STATED GOAL: Copy every line of the data below, scaling each answer coordinate by 1.3 and rounding to a whole number, with halves rounded up. Keep all other numbers unchanged, including the sample point pairs that follow each "shown like this".

MATERIAL SHOWN:
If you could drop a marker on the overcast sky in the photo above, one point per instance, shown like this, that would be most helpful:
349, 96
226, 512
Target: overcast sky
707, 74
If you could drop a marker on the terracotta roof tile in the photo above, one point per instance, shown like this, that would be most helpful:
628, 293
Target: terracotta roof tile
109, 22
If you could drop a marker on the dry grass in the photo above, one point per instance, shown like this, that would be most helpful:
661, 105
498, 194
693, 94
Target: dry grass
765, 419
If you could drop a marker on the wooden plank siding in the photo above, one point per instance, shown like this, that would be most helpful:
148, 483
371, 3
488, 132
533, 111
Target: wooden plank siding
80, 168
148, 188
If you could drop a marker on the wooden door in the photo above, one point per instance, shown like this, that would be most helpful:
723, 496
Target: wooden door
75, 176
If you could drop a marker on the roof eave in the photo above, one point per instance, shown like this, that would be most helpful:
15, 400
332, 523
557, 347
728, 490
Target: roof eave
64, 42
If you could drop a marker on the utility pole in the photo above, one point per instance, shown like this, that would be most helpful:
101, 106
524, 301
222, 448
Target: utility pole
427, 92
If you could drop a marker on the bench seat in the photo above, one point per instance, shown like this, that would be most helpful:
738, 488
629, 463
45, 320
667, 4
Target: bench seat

ANSWER TO THE EXERCISE:
If you could drop a marker on the overcast sky in the photo above, one point per instance, shown like this, that would be most helpful:
349, 96
226, 512
Target: overcast sky
919, 96
If you could drop a marker on the terracotta roof tile in the photo above, one point per instance, shown like this, that would be most helpful:
628, 293
Target: terracotta roof tile
142, 29
If you could drop a marker on the dry grass in the photo above, one point per instance, shown like this, that would be most helpful:
661, 105
498, 194
693, 94
Target: dry grass
995, 545
If you could drop a marker on the wooden plank siding in the photo above, one point per instance, shown like this, that would be most helpful:
148, 483
371, 3
488, 132
533, 111
Target: wooden plank siding
104, 218
192, 244
If you could drop a marker on the wooden door in the photo above, one point per instance, shown like this, that would be most helpful:
723, 496
Target: wooden door
98, 229
If you could drop a marker on the roof eave in the photo above, one point per instance, shown like this, that would be most helpful:
15, 400
332, 523
557, 347
728, 490
Target: roof eave
83, 55
If you could drop a marker on the utility pole in the photo above, one point per instance, shown like this, that would be most helpful:
101, 106
524, 301
222, 448
Target: utility pole
555, 120
If you could drop a marker on the bench seat in the photo above, one point per instance, shown like this, that would be most helpful:
738, 488
629, 463
45, 320
667, 4
Target: bench seat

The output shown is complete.